Task brief —
Shift every coordinate in the answers by adding -59 to it, and restate only the stretch of lines from the one containing "Keypoint placement: for each instance of the grey" through the one containing "[(107, 179)]", both ends inclusive, with the requests reproduced unchanged.
-- BEGIN Records provided --
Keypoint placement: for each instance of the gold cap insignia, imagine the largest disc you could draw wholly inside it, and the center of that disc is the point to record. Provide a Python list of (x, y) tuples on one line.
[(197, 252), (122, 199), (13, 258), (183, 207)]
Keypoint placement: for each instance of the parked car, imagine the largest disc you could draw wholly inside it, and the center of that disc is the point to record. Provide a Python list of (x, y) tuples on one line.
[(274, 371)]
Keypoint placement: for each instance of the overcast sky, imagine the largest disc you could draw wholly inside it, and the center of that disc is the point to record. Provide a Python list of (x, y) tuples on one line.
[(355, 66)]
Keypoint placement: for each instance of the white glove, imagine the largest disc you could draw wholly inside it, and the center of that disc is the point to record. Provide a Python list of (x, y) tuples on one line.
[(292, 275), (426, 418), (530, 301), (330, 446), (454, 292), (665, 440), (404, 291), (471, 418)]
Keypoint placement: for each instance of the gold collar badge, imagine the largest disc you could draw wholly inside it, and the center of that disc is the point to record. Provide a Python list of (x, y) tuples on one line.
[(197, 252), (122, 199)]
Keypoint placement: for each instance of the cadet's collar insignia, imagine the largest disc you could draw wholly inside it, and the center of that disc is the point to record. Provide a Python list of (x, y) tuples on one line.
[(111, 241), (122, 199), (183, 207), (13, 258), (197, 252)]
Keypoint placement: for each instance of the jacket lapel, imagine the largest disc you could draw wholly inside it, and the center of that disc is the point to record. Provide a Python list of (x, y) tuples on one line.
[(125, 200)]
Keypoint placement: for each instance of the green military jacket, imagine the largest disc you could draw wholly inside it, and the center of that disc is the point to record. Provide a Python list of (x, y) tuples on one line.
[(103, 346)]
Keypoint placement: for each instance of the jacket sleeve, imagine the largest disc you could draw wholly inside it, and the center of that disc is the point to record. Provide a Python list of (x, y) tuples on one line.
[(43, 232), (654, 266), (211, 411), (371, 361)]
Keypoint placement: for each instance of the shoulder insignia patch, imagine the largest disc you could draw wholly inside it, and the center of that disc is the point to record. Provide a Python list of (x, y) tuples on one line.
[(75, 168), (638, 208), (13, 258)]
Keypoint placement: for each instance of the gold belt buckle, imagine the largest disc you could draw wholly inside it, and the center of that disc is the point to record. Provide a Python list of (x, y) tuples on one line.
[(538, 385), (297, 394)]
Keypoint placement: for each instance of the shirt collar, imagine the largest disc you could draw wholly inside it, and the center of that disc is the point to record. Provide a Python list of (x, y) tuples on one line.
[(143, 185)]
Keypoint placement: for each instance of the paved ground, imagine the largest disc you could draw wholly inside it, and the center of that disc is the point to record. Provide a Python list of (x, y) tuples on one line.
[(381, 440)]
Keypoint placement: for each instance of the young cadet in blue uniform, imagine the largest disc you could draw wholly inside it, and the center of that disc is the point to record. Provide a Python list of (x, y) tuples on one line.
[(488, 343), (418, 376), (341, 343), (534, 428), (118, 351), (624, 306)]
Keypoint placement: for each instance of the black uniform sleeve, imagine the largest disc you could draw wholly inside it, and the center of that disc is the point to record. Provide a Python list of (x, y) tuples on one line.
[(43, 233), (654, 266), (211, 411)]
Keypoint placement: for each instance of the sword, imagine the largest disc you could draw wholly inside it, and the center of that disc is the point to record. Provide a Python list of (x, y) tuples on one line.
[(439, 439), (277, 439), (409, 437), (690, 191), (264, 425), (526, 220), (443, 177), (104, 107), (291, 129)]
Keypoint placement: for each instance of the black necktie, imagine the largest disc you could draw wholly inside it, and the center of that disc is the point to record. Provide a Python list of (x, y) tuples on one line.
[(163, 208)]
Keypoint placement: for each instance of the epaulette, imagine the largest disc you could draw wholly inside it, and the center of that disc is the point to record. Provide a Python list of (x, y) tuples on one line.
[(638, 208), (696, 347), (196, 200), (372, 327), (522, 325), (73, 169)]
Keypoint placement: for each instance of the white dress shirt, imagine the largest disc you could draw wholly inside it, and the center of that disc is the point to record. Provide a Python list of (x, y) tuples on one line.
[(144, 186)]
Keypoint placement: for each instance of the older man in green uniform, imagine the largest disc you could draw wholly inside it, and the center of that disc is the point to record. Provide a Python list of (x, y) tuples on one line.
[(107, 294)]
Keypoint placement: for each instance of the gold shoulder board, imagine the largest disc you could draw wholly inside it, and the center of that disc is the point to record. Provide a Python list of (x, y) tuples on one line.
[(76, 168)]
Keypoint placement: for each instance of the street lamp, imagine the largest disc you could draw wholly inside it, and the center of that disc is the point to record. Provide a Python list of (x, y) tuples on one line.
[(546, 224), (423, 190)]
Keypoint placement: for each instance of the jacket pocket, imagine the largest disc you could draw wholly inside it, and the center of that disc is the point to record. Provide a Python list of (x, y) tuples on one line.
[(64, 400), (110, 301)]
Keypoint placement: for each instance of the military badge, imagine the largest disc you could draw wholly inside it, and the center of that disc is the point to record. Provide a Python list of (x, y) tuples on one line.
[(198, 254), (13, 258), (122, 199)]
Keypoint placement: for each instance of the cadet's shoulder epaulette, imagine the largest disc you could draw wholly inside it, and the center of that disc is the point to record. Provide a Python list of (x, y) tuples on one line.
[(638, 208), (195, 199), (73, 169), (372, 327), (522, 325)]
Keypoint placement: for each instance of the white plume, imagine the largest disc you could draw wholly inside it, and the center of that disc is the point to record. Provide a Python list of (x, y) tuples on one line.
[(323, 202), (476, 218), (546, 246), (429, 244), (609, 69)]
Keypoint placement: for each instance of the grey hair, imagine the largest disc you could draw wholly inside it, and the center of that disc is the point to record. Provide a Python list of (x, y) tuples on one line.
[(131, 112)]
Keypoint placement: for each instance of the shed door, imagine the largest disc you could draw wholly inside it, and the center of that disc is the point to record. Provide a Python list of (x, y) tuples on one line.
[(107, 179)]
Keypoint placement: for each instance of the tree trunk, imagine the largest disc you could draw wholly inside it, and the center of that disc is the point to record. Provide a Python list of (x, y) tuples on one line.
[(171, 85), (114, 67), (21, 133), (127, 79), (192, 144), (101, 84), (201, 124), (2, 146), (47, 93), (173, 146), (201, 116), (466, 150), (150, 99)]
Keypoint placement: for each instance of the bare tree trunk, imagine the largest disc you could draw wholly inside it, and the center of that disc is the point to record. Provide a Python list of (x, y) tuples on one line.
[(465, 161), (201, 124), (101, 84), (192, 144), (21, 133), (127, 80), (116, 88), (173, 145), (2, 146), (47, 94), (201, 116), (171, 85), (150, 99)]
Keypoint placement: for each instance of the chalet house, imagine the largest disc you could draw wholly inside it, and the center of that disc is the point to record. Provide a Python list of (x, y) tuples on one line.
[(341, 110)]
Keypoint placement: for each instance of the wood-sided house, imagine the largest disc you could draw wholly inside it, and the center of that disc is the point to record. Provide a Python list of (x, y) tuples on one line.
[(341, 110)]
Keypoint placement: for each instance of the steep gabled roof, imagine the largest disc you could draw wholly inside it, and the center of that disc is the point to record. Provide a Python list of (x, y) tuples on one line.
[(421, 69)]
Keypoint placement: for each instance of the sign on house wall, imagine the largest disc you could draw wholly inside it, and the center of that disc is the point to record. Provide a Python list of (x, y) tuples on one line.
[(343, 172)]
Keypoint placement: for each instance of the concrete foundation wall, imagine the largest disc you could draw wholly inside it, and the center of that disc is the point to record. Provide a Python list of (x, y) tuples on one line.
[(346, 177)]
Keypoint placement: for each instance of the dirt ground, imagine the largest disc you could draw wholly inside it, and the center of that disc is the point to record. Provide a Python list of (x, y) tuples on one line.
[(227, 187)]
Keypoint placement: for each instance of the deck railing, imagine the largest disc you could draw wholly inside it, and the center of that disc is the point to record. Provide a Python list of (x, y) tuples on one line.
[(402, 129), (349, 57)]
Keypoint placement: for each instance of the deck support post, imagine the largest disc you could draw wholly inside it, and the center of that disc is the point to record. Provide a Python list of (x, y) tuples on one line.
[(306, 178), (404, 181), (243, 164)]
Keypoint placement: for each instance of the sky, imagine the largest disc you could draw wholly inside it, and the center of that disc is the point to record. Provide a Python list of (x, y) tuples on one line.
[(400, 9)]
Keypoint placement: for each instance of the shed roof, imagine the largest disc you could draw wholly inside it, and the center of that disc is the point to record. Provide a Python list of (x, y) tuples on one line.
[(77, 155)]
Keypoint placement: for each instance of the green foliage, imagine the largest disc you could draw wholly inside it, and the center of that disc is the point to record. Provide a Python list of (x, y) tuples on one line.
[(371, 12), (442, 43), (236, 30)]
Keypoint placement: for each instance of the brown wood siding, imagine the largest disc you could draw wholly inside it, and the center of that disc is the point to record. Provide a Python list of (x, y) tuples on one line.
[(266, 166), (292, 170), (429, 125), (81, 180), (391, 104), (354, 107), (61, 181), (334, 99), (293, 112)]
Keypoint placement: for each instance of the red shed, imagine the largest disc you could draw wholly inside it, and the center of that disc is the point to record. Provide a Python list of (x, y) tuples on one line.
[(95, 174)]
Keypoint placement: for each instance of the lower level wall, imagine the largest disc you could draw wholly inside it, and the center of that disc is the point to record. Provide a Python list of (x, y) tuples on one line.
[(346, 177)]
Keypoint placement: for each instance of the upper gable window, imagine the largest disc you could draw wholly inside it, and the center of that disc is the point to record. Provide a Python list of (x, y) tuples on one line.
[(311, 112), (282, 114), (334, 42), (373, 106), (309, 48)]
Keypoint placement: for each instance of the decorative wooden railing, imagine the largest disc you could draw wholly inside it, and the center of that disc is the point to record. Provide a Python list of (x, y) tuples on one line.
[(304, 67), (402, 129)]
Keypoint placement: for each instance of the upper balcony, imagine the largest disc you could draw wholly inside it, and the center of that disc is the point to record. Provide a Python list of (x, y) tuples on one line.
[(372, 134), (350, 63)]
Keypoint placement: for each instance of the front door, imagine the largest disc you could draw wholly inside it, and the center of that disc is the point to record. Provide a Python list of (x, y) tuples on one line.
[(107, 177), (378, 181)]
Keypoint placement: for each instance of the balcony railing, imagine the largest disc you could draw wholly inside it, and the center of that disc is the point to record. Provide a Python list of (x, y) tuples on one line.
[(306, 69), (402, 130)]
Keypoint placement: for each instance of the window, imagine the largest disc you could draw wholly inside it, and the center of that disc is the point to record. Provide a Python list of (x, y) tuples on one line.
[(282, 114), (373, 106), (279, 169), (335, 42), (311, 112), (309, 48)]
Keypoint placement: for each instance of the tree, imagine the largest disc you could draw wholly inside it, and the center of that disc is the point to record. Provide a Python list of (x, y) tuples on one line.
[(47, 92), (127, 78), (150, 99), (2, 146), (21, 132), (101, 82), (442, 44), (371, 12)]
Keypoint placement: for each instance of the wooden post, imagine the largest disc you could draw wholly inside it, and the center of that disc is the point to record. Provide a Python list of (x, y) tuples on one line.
-- END Records provided --
Answer to the exercise —
Keypoint placement: for each instance of the grey hair, imagine the largest disc you could draw wholly inside it, and the center of that disc is the point to record. Provide a Python list of (x, y) tuples on one line.
[(72, 53)]
Keypoint placement: for each instance of the shed door, imagine the largest disc you could draw wholly inside it, and the center of that disc is the point to record. Provide a Python list of (x, y) tuples on one line.
[(48, 120)]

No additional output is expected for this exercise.